DATA EXCERPTS start

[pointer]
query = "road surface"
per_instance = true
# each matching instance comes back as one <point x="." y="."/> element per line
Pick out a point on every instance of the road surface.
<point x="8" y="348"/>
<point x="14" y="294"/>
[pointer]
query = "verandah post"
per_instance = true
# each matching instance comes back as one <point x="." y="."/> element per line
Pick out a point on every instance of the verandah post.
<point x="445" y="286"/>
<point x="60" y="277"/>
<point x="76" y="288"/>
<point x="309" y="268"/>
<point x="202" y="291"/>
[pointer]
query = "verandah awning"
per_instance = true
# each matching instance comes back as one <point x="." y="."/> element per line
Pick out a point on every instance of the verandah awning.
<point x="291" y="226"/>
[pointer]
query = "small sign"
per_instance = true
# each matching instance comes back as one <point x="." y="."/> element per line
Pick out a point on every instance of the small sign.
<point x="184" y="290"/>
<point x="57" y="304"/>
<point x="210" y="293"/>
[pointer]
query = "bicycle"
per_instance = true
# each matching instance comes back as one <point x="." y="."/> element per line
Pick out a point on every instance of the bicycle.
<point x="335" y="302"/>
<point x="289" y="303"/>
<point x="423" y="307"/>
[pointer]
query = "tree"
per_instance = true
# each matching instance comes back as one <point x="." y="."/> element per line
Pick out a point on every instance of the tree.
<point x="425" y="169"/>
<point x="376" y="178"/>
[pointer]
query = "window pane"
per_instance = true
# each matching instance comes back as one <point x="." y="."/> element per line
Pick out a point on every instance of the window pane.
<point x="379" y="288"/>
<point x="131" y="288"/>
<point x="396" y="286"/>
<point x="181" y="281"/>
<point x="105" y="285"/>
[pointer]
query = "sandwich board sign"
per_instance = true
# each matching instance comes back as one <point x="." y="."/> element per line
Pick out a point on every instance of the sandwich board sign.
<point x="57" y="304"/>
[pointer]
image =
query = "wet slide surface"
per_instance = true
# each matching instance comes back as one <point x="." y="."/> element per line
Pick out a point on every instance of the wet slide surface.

DATA EXCERPTS end

PROBLEM DESCRIPTION
Count the lines of the listing above that contain the string "pane", treating uppercase and lowercase as different, and reply with the number alone.

WRITTEN ANSWER
2